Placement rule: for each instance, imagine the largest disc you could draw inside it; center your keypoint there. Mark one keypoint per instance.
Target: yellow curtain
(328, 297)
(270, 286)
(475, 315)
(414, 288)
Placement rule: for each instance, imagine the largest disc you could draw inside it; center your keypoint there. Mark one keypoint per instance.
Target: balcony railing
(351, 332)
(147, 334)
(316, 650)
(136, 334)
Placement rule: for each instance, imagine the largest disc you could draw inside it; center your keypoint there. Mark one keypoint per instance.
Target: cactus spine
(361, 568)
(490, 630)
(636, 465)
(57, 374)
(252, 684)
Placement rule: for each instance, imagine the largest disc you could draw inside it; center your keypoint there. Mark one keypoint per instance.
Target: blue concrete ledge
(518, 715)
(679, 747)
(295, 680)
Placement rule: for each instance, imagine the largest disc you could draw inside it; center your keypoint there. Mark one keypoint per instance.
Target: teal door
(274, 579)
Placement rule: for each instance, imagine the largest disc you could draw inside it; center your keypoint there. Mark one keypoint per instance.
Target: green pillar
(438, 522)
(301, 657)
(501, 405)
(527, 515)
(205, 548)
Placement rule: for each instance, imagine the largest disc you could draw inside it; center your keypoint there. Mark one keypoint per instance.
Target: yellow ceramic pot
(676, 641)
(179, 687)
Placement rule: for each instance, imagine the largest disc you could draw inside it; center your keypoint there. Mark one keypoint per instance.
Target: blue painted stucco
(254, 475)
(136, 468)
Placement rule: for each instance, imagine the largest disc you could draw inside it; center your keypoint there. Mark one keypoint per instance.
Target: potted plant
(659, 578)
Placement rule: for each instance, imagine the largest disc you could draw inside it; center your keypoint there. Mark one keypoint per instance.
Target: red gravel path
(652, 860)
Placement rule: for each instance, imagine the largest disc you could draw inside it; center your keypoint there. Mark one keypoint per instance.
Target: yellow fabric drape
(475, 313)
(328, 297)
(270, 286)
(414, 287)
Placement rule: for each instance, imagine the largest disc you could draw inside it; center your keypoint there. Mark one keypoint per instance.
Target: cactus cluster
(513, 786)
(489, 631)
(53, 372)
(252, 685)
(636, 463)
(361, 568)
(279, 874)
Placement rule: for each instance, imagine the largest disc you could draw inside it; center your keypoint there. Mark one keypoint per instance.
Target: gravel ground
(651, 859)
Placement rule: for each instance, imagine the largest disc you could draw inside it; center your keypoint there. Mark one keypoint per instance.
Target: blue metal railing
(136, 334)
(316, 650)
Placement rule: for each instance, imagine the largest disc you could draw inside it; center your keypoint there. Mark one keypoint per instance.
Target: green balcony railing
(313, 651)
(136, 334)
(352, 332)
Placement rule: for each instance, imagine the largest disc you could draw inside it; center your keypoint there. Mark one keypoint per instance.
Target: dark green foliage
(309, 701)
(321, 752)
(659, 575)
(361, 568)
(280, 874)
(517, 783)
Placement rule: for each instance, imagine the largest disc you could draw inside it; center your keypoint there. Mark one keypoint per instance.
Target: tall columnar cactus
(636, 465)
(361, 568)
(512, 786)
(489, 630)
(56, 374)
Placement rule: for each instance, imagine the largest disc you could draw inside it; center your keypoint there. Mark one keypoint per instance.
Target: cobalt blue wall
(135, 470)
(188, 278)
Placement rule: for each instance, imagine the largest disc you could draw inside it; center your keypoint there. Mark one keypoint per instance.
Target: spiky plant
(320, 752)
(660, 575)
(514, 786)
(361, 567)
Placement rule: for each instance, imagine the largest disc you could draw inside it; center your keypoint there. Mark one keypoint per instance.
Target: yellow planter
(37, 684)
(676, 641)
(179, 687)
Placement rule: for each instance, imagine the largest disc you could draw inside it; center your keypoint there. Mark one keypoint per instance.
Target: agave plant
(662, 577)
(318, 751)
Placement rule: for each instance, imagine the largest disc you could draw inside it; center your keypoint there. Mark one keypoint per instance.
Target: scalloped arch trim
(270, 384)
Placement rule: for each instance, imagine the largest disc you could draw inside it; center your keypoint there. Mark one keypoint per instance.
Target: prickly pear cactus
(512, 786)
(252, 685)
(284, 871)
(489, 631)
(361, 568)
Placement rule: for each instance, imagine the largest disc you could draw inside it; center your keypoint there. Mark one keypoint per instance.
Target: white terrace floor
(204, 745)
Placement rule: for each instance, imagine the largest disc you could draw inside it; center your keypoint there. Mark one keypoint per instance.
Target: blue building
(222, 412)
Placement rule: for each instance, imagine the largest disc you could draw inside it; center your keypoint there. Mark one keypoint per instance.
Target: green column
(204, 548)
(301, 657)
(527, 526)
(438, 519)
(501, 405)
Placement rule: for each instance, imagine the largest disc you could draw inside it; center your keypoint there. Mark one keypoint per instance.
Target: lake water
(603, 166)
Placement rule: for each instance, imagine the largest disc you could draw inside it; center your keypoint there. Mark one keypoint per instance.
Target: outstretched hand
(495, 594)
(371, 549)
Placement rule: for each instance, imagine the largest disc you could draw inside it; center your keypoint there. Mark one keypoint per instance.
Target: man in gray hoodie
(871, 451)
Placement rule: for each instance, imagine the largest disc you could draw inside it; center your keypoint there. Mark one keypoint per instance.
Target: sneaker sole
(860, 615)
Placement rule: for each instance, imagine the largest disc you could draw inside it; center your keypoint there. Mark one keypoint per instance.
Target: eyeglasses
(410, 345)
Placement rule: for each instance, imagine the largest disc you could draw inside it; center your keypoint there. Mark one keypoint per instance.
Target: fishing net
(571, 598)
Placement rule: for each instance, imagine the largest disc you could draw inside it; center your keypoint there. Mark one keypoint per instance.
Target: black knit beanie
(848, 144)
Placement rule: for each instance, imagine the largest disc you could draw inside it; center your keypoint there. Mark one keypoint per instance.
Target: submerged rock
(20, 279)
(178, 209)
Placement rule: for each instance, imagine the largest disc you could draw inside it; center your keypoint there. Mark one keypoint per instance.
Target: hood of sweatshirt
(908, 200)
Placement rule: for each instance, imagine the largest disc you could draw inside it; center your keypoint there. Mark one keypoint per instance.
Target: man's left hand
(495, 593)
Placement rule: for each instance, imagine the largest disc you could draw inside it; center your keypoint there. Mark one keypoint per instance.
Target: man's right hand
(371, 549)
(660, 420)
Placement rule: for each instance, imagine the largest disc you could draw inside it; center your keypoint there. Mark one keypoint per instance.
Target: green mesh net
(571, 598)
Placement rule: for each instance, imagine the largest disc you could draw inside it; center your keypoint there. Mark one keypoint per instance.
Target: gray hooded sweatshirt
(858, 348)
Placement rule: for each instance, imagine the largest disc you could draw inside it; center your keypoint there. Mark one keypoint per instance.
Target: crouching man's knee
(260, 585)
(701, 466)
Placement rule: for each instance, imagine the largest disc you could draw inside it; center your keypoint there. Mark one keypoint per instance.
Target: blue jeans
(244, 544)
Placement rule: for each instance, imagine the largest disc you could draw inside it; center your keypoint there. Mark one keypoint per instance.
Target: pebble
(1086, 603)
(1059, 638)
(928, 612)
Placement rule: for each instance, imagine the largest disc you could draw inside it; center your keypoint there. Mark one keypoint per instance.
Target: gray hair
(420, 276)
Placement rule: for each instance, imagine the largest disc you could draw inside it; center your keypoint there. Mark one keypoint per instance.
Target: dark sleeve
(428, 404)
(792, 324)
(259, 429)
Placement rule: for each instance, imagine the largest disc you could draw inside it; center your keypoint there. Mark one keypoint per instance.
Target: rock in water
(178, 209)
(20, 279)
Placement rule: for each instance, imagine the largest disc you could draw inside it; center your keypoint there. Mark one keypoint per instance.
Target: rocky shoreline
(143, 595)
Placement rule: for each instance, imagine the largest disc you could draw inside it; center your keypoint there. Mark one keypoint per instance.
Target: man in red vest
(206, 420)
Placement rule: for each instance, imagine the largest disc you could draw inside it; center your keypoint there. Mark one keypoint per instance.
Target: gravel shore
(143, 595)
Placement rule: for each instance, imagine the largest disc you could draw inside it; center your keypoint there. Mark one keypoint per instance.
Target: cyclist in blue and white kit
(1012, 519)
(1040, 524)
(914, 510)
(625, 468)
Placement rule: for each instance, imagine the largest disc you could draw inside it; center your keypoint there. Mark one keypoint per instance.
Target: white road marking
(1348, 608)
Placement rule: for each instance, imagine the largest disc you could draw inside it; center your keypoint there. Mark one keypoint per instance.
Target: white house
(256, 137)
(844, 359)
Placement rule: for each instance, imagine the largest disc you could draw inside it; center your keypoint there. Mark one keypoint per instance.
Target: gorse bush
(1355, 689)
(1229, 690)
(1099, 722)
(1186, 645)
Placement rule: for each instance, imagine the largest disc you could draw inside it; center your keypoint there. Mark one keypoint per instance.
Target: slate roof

- _Given instruction_: Find every line in the entries above that contains the word "green" and copy each one out. Matching is case-sensitive.

- _Solution_:
Target: green pillar
Target: green balcony railing
Target: dark green foliage
Target: green column
Target: green mesh net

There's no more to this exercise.